=== Supplied material ===

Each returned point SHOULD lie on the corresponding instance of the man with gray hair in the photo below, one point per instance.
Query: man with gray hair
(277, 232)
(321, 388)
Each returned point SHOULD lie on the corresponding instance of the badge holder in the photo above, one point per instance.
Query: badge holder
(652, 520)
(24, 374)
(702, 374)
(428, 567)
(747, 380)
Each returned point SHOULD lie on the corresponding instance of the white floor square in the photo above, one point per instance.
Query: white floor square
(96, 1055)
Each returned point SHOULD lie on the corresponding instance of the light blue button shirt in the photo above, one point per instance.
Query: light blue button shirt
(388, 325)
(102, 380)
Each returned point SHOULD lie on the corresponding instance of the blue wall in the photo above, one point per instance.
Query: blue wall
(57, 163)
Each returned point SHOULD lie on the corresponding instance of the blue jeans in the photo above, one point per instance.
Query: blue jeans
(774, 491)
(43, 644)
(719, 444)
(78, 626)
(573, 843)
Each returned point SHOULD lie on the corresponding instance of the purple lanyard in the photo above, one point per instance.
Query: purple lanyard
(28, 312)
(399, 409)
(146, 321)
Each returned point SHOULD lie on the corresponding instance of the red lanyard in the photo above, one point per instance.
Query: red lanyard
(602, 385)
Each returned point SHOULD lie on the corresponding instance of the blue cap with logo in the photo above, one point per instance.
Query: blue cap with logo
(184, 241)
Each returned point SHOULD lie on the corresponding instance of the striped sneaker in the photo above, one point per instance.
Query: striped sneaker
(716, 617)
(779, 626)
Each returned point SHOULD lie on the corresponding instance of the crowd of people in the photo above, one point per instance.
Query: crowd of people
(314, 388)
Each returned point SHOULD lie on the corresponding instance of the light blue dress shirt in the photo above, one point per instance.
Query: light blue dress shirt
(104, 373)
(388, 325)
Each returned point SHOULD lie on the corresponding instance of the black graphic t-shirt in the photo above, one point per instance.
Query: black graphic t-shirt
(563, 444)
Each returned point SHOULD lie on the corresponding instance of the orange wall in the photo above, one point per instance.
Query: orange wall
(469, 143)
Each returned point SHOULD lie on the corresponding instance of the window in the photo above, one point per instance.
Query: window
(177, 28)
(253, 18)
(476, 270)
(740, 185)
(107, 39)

===

-- Exercise instructions --
Each entry above needs to be retyped exactly as it appears.

-- Response below --
Each returned point SHOULD lie on the corresponding instance of the man with gray hair in the photo below, one point per instance.
Query: man with gray hair
(277, 232)
(321, 388)
Each returned point SHOULD lie on the corresponding instance of the badge holder in the photo above, one point per instance.
Query: badge holder
(652, 520)
(24, 374)
(702, 374)
(428, 567)
(747, 380)
Each returned point SHOULD lie on the corresponding instance of the white floor square in the photo above, one point per instance.
Query: white floor square
(96, 1055)
Each returned point SHOULD lie on the corresponding instance of the light blue button shirt in the photo above, one point per instance.
Query: light blue button shirt
(388, 325)
(102, 380)
Each returned point SHOULD lie on the corresponding instance of the blue wall in the photo above, one point per instance.
Query: blue wall
(57, 163)
Each returned point SHOULD lie on the corresponding instance of the blue jeans in the photo above, one point per instance.
Query: blue jeans
(774, 491)
(43, 644)
(719, 444)
(78, 626)
(573, 843)
Each returned point SHOULD lie on the corresponding instance of the purple lanyard in the photo above, one point per instance.
Query: purple lanyard
(28, 312)
(399, 409)
(146, 321)
Each returned point SHOULD lie on the corresponding instance of the red lanyard in the photo above, one point per instance.
Query: red lanyard
(602, 385)
Each returned point SHOULD lie on the corresponding instance of the blue cap with logo in the photo above, one point per instance.
Query: blue cap with logo
(184, 241)
Each returned point SHOULD lie on the corresponding instance of the striped sneaker in the photo above, one point per instance.
Query: striped sneaker
(716, 617)
(779, 626)
Each returned point SHOULD lie on the corresponding instance of the crowd of people in the photo above, one point per instance.
Query: crowd of people
(314, 388)
Each returned point SHOULD lie on the corresponding instance of the light blue dress shirt in the photo above, one point per instance.
Query: light blue dress shirt
(104, 373)
(388, 325)
Each returned point SHOULD lie on the corresponding instance of the black graphic t-shirt in the photo above, one point per instance.
Query: black graphic t-shirt
(563, 444)
Each returned point SHOULD lie on the corresponding instance of the orange wall in the photo above, one point per instance.
Query: orange wall
(469, 143)
Each returned point SHOULD lie on the corresponding instance of the window in the photo above, one point per instance.
Query: window
(177, 28)
(253, 18)
(476, 270)
(740, 185)
(107, 39)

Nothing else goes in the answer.